Objective:
Copy the rows below with every "marker" replaced by "pin", changing nothing else.

Task inputs:
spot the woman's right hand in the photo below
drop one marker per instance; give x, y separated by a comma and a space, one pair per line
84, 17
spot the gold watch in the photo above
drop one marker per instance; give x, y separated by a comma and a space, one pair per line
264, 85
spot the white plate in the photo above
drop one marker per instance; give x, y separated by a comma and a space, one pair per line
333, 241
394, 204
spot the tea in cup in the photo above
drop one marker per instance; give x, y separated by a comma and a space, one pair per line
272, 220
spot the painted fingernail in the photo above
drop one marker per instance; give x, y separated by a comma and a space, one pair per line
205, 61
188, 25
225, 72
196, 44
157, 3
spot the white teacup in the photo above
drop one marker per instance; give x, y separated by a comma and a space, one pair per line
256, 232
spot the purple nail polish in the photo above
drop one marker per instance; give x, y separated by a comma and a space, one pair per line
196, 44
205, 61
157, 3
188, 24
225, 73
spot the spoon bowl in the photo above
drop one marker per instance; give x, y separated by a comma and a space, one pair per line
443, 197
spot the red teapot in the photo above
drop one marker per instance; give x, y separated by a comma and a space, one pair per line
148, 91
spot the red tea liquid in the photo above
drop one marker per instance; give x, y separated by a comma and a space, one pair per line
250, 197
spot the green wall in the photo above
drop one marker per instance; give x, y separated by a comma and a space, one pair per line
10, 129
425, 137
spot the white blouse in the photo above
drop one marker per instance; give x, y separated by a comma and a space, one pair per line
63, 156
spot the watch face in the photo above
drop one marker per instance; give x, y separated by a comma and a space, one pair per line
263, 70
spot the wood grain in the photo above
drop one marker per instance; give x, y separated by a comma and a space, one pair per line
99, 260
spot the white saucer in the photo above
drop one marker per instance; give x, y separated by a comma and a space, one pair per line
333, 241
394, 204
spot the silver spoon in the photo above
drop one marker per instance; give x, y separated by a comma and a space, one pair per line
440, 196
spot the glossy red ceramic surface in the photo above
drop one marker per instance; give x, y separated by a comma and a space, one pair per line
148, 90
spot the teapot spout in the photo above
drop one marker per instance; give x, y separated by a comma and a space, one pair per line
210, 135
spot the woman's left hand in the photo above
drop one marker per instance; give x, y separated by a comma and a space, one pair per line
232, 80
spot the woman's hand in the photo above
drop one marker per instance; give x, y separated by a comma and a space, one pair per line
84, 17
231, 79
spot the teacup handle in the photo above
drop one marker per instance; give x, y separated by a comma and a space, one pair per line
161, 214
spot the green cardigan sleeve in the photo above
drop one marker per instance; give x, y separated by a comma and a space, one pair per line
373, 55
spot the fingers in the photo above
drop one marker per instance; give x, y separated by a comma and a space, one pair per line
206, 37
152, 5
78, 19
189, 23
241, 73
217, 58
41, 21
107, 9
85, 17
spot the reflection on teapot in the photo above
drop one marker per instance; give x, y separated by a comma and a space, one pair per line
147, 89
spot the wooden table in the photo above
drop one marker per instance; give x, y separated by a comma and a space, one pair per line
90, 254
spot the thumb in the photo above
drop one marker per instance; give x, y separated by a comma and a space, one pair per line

Response to the task:
spot the woman's right hand in the photo below
drop one pin per instance; give x, y separated by a comma and a space, one pair per line
84, 17
spot the gold watch in the photo above
drop one pin per instance; give x, y separated by a comma and a space, one pair per line
264, 85
spot the white plate in the photo above
drop one pin per instance; give x, y separated by a comma and a space, one pair per line
333, 241
394, 204
spot the tea in cup in the photo above
drop one pin per instance; give x, y separated by a comma and a space, one pair per line
272, 220
spot the painted fingernail in the photo above
drop one pin per instance; give x, y separated by a comma and a space, one pair per line
205, 61
188, 25
225, 72
196, 44
157, 3
spot the white teacup in the photo above
drop one pin per instance; give x, y separated by a comma and a space, one pair per line
256, 232
spot the purple nail polish in the photo above
drop one pin per instance; give x, y separated by a comma and a space, one pair per line
196, 44
205, 61
157, 3
188, 24
225, 73
spot the spoon bowl in the photo above
drop one pin per instance; give x, y separated by a comma and a space, one pair per line
443, 197
spot the red teapot in the photo above
drop one pin per instance; give x, y separated by a comma and a space, one pair per line
148, 91
spot the red tea liquid in the photo above
drop one pin per instance; give x, y separated by a comma and a space, one pair per line
250, 197
spot the green wall in the photo above
drop one pin per instance; give x, y separated by a comma and a space, one pair per line
10, 129
425, 137
spot the white blouse in the photo above
drop one pin per instance; give x, y separated by a comma and a space, one pair per line
63, 156
spot the watch face in the photo above
drop one pin per instance; give x, y separated by a comma and a space, one pair per line
263, 70
spot the wood grain in the photo above
drop one pin per instance; give x, y separated by a comma and a space, one pair per line
99, 260
spot the white saucer in the photo above
drop one pin per instance; give x, y separated by a comma and a space, one pair per line
333, 241
394, 204
spot the silver spoon in the photo above
drop one pin per instance; give x, y separated by a comma and a space, one pair per line
440, 196
spot the glossy red ceramic surface in the photo above
drop one pin per instance; give x, y separated by a comma and a space, one pair per line
148, 90
spot the teapot spout in the photo above
drop one pin per instance; give x, y separated by a comma and a space, one pair per line
210, 135
spot the woman's left hand in the photo above
drop one pin per instance; give x, y separated by a comma and a space, one pair per line
232, 80
spot the woman's hand in the photo above
drop one pin per instance; give x, y separated by a comma and a space, one pair per line
84, 17
231, 79
spot the teacup handle in the photo above
drop one pin per instance; give x, y separated by a comma and a space, one pair per line
161, 214
spot the green cardigan sleeve in the photo above
drop one pin per instance; give x, y separated by a comma and a space, one pair per line
373, 55
spot the fingers in the photo above
drop one pin per instance; give x, y separated by a comma and a space, one pair per line
206, 37
152, 5
78, 19
189, 23
241, 73
217, 58
41, 21
107, 9
85, 17
spot the reflection on teapot in the photo above
drop one pin per instance; give x, y separated by a comma and a space, one pair per line
147, 89
spot the wooden table in the photo above
drop one pin per instance; give x, y separated by a comma and a space, one pair per line
90, 254
spot the thumb in the photo above
drop one pin per instance; give x, y separated by a comma and a space, one pair per line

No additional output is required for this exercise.